Set problem - Copy out the lines of the listing exactly as they stand, from the line that contains "Question: is any bridge arch" through the line that contains "78;300;311;531", including both of those lines.

Data entries -
▼
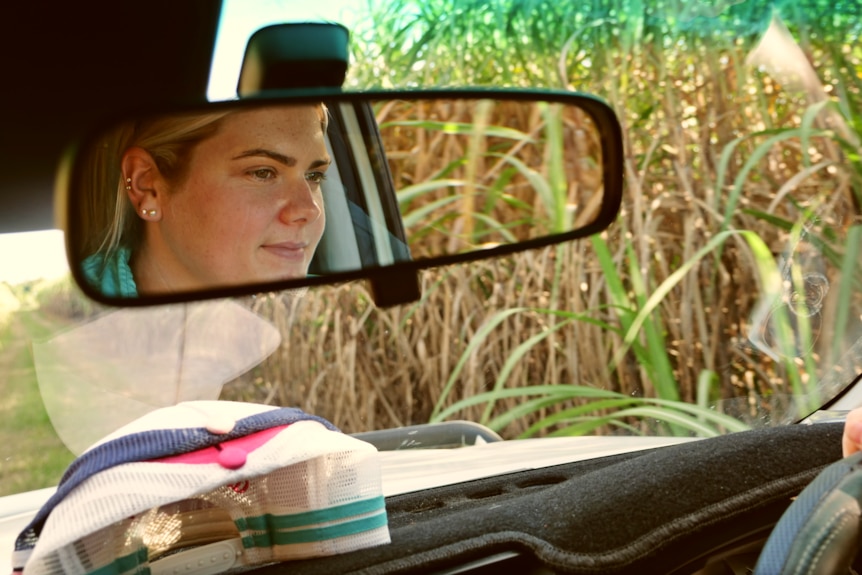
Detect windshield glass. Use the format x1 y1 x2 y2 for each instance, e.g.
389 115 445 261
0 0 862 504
▲
▼
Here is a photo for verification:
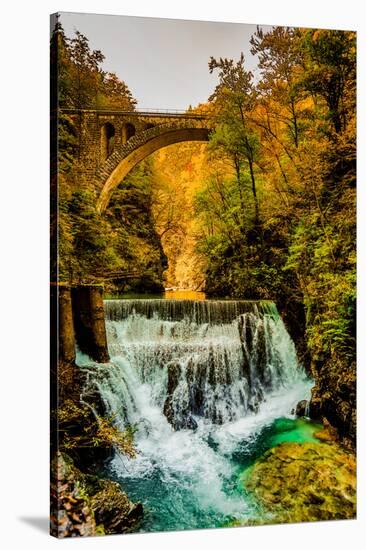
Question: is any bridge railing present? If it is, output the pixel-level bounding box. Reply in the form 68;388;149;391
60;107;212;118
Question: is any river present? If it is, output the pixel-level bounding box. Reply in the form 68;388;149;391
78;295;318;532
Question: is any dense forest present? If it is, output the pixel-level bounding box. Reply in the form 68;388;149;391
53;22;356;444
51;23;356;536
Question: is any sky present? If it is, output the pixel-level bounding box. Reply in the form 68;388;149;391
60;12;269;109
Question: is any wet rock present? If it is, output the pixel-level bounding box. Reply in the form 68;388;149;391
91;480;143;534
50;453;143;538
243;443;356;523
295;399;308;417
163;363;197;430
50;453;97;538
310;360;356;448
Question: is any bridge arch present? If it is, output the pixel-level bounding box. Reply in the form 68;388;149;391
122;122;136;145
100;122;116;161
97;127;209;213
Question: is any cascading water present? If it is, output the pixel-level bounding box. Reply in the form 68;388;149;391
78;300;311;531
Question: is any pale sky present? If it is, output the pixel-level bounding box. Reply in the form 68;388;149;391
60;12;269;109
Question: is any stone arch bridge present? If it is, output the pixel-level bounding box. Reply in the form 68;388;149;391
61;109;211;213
▲
Answer to the exercise -
Question: is any bridge arch present? If it is, output the pixel-level bounding box. Reply in the form 68;388;149;391
122;122;136;145
100;122;116;161
97;127;209;213
Question: is any cascading water present? If it is, output the pixel-level bounding box. Reply in the form 68;388;149;391
78;300;311;531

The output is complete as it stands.